- _Исходный текст_:
======
О подвиге князя Михаила Волконского при обороне Свято-Пафнутьева Боровского монастыря в Смутное время …
Год 1610 был едва ли не самым безнадежным за весь период Смуты: внезапная смерть князя Михаила Скопина-Шуйского, с которым народ связывал свои надежды на освобождение страны от интервенции и установление порядка в государстве, вскоре за этим последовавшее свержение царя Василий Шуйского, установления Семибоярщины, которая не смогла удержать власть в своих руках и поспешила вручить ее полякам. Столица присягнула польскому королевичу Владиславу, вслед за этим в Москву вошел польский оккупационный гарнизон во главе с гетманом Жолкевским.
В начале июля ободренный успехом поляков, разбивших царские войска под Клушином, Лжедмитрий II двинул свои войска из Калуги на Москву. К отрядам самозванца присоединились «литвины» (поляки и литовцы) под предводительством воеводы Яна Сапеги. Путь неприятельского войска лежал через Боровск, который в годы Смутного времени стал центром главной оборонительной линии Москвы Можайск-Боровск-Серпухов. Оборону Боровска возглавил присланный из Москвы царем Василием Шуйским воевода князь Михаил Константинович Волконский.
Князь Михаил принадлежал к древнему русскому княжескому роду Рюриковичей, ведущим свое начало от святого князя-мученика Михаила Всеволодовича Черниговского, казненного в Орде в 1246 году. Служилый род Волконских дал России многих военачальников и государственных деятелей. В Смутное время отличились несколько представителей этого славного рода: князь Григорий Константинович Волконский в 1609 году оборонял Москву от Лисовского, в 1610 году на Ладоге бил шведов, в 1618 году помогал князю Пожарскому отразить польское нападение на столицу России. Князь Федор Иванович Волконский-Мерин принадлежал к числу воинов-патриотов, осаждавших поляков в Москве в 1611 и 1612 годах.
При государе Феодоре Иоанновиче князь Михаил Константинович Волконский был послан на освоение земель Западной Сибири. После гибели Ермака в 1593 году в северных русских уездах были собраны войска, направленные против Пелымского княжества — сильного объединения вогулов, татар, остяков, совершавших разорительные набеги на русские селения Приуралья. В битве с вогулами и татарами особенно отличился молодой князь Михаил Волконский, по прозванию Хромой Орел. Городище Пелымского княжества было взято, и на его месте основано поселение – русский город Пелым. Князь Волконский был основателем города Березова, вторым воеводой Тобольска. Государева служба в Сибири закалила молодого князя, он приобрел бесценный ратный и жизненный опыт. Ко времени описываемых нами событий это был мужественный воин, опытный военачальник, талантливый управитель, словом — человек, главное дело жизни которого — служение Отчизне.
======
- _Список_:

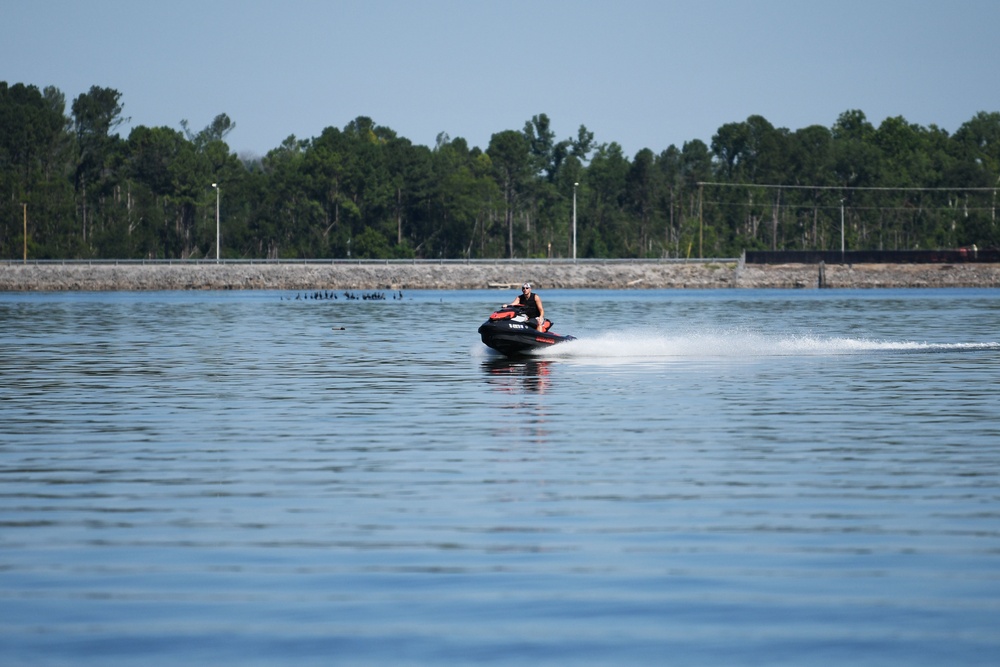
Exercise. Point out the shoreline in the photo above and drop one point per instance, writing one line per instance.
(15, 277)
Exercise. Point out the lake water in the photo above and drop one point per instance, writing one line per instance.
(704, 478)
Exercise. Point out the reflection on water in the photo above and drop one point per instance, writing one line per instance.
(742, 478)
(532, 375)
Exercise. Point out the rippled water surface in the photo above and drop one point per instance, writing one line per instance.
(704, 478)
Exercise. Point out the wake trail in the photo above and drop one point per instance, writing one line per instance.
(641, 345)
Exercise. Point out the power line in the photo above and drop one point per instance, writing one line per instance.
(842, 187)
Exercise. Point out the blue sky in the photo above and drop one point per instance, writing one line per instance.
(644, 74)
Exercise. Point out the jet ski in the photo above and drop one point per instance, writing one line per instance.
(510, 332)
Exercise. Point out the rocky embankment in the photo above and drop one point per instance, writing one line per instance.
(479, 275)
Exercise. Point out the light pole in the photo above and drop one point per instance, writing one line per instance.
(217, 235)
(574, 220)
(841, 231)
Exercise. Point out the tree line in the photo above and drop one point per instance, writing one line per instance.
(364, 192)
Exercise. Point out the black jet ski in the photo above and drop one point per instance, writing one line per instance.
(510, 332)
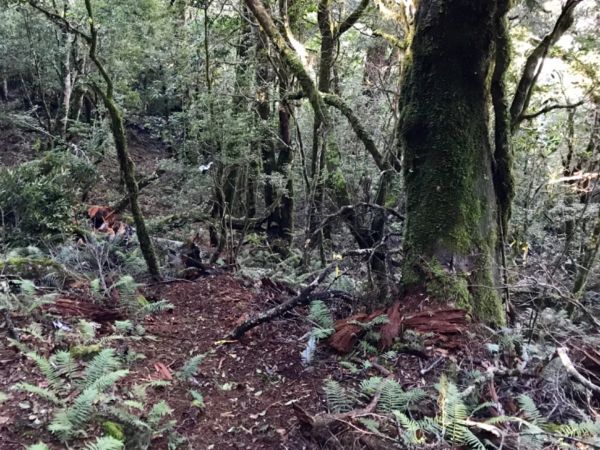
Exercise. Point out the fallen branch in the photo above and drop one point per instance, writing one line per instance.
(551, 108)
(566, 361)
(322, 421)
(303, 298)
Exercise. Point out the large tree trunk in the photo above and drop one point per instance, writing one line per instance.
(452, 217)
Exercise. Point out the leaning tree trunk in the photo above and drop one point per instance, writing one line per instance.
(452, 218)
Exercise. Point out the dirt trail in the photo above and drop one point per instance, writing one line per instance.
(249, 387)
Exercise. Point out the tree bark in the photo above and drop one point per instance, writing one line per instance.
(451, 209)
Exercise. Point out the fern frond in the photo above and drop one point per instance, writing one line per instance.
(87, 330)
(108, 380)
(124, 417)
(105, 443)
(38, 446)
(158, 411)
(41, 392)
(70, 420)
(155, 308)
(394, 398)
(582, 429)
(139, 390)
(338, 398)
(412, 428)
(133, 404)
(370, 386)
(103, 363)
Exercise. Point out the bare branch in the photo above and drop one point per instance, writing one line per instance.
(352, 18)
(551, 108)
(535, 62)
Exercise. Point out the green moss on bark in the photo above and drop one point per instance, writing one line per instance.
(451, 223)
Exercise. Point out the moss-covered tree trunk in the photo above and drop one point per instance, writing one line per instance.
(452, 212)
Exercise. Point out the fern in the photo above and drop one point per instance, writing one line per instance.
(338, 398)
(158, 411)
(370, 386)
(46, 368)
(3, 397)
(582, 429)
(87, 330)
(452, 416)
(41, 392)
(155, 308)
(102, 364)
(139, 390)
(108, 380)
(413, 430)
(394, 398)
(69, 421)
(38, 446)
(126, 418)
(105, 443)
(190, 368)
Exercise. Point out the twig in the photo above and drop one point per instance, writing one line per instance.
(566, 361)
(432, 366)
(10, 326)
(302, 298)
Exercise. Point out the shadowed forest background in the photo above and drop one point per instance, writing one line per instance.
(299, 224)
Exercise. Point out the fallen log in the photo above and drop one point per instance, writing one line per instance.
(303, 298)
(439, 321)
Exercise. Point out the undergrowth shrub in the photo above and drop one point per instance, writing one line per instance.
(37, 198)
(88, 394)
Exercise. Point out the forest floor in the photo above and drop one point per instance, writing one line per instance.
(249, 386)
(257, 391)
(252, 388)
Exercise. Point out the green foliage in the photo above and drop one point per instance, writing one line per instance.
(339, 399)
(37, 198)
(38, 446)
(190, 368)
(105, 443)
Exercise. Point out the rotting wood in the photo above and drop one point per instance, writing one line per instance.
(301, 299)
(442, 322)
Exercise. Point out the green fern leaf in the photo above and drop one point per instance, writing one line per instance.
(105, 443)
(338, 398)
(38, 446)
(103, 363)
(41, 392)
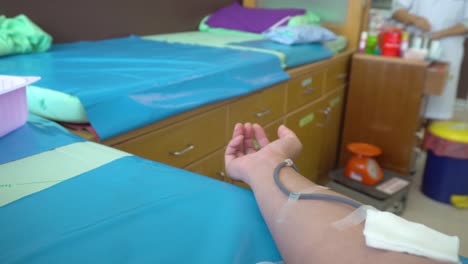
======
- _Задание A_: Какое прозвище носил князь Михаил Волконский, согласно тексту о князе Михаиле Волконском?
- _Задание B_: Напишите продолжение текста о князе Михаиле Волконском, начав сразу после его последнего предложения.
Список — отдельный материал, не относящийся к тексту о князе Михаиле Волконском.

- _Ответ A_: Хромой Орел.

- _Ответ B_:
Истерзанная Боровская земля, в 1607 году пострадавшая от усмирения «бессмысленного и беспощадного» бунта Болотникова, теперь вновь подверглась опасности разорения от самозванца и «литвин». Деревянные стены Боровского острога обветшали, к тому же во время «выбивания» из города банд Болотникова крепостные строения были основательно повреждены. Воевода Волконский принимает решение «запереться» и держать оборону в Пафнутьевом монастыре. С ним — городской воевода Яков Змиев и осадный голова Афанасий Челищев. Основанный преподобным Пафнутием в 1444 году монастырь поначалу был окружен деревянными стенами, но к XVII веку стал настоящей неприступной боевой крепостью с толстыми стенами, с шестью боевыми башнями, устроенными с учетом самых передовых достижений в области фортификации.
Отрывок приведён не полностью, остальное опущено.